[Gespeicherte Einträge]
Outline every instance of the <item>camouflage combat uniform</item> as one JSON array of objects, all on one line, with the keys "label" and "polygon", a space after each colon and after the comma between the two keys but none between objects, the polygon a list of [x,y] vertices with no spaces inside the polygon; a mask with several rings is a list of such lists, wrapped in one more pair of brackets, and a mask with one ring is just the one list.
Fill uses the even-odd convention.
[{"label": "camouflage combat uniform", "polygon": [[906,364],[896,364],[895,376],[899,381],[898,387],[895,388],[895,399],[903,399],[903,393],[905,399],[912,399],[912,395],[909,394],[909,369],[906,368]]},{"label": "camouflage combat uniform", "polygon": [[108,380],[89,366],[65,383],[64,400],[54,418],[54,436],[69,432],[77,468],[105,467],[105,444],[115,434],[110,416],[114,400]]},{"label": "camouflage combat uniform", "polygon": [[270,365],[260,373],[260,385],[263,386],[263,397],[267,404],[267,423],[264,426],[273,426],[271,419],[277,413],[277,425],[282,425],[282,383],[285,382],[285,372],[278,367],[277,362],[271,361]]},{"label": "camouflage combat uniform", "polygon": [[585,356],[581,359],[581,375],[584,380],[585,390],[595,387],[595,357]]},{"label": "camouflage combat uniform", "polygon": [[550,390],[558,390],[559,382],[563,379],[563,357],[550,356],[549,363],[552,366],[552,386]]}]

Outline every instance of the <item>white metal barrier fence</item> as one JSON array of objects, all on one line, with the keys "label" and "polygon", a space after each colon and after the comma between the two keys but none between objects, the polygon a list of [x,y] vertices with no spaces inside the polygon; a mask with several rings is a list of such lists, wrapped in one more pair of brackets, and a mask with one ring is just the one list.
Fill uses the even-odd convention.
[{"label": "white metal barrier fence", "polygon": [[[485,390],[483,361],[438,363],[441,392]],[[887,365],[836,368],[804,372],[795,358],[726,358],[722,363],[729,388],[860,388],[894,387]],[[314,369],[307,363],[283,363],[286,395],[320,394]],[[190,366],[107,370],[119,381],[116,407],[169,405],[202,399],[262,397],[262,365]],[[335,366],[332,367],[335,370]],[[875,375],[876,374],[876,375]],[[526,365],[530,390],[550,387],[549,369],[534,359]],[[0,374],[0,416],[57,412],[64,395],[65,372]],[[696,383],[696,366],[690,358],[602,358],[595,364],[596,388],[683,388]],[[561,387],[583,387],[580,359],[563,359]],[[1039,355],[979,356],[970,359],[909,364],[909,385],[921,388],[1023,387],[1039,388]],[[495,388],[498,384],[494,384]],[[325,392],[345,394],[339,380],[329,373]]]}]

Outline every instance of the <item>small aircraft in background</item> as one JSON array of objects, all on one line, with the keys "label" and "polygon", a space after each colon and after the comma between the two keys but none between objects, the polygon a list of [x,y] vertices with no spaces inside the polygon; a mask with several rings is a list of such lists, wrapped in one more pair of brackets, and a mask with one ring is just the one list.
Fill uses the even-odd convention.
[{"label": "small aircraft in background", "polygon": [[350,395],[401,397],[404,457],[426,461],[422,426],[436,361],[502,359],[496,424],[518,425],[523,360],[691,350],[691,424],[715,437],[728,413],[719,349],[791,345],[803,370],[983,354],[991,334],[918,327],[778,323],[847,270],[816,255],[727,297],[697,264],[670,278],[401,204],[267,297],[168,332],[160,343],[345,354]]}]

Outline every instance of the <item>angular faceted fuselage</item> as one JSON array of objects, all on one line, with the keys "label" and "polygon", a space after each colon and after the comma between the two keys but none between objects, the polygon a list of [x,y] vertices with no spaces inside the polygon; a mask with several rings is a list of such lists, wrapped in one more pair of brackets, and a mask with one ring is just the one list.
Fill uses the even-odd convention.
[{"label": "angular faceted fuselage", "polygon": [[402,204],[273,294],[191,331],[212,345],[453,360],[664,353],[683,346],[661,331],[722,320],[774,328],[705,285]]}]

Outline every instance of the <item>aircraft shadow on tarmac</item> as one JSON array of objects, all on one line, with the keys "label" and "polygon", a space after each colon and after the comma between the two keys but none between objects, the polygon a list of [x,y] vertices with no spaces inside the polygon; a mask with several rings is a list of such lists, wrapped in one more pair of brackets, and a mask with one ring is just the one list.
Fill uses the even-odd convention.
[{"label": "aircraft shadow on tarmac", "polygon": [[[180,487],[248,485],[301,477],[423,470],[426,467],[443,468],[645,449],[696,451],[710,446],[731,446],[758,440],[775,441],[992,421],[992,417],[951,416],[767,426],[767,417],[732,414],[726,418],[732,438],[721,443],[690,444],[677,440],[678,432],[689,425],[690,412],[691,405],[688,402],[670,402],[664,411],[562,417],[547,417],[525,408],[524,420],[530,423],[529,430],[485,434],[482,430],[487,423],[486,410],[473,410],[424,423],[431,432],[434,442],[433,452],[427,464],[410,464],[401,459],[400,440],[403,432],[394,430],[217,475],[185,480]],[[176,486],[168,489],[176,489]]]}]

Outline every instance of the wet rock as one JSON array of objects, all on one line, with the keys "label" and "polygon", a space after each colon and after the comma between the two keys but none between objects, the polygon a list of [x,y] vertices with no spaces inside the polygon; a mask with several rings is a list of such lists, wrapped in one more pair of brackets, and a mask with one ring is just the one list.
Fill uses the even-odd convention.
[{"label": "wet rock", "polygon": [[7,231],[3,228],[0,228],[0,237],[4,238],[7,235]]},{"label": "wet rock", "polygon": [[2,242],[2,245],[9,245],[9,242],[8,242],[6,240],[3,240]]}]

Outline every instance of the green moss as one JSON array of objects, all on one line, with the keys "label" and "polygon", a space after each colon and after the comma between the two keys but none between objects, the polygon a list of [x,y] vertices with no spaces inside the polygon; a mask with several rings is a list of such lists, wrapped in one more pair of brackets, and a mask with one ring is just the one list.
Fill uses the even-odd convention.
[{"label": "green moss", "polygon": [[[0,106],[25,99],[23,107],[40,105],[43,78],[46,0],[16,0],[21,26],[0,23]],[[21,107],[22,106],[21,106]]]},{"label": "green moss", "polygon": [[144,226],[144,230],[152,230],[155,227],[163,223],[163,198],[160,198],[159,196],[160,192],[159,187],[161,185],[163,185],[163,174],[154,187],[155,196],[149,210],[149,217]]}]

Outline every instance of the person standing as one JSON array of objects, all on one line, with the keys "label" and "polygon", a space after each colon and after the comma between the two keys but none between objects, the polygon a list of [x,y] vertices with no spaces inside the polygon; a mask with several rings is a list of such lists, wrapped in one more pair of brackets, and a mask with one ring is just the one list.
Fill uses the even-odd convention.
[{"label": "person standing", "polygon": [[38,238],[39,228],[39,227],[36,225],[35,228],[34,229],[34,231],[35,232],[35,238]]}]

▸ Bitte erledigen
Gib jede Zeile aus der Auflistung, in der das Wort „tarmac“ vorkommt, vollständig wieder. Achte dabei auf Groß- und Kleinschreibung.

▸ Ergebnis
Outline every instance of the <item>aircraft shadow on tarmac</item> as one JSON array of objects, all on one line, with the keys "label" and "polygon", a space after each colon and after the comma between the two keys but none between objects, the polygon a list of [x,y] vertices with no spaces inside the polygon; a mask with several rings is a list of such lists, wrapped in one more pair of brackets, and a mask with one ring is just the one list.
[{"label": "aircraft shadow on tarmac", "polygon": [[[180,487],[248,485],[301,477],[423,470],[426,467],[443,468],[645,449],[696,451],[710,446],[731,446],[758,440],[775,441],[992,421],[992,417],[951,416],[767,426],[767,417],[732,414],[726,418],[732,438],[721,443],[690,444],[677,440],[678,432],[689,425],[690,412],[691,405],[688,402],[670,402],[664,411],[562,417],[547,417],[525,408],[524,420],[530,423],[529,430],[485,434],[482,430],[487,423],[486,410],[473,410],[424,423],[431,432],[434,442],[433,452],[427,464],[410,464],[401,459],[400,440],[403,432],[394,430],[217,475],[185,480]],[[176,486],[168,489],[176,489]]]}]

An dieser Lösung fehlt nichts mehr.